=== Source records ===

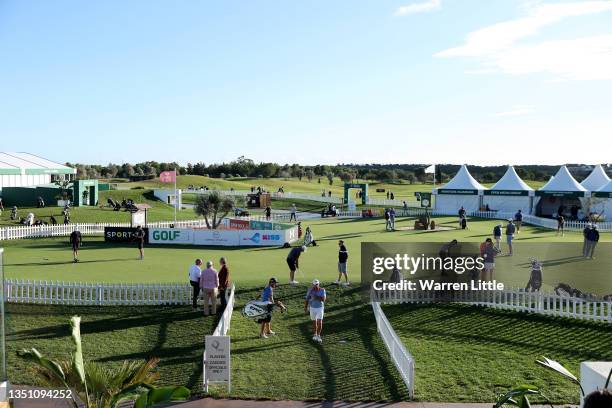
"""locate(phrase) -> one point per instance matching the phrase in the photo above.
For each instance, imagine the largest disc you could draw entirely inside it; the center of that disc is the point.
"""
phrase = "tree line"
(245, 167)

===

Exercise | Figure out how many lines of the material above hold the word "point", and answer with that number only.

Answer area | 2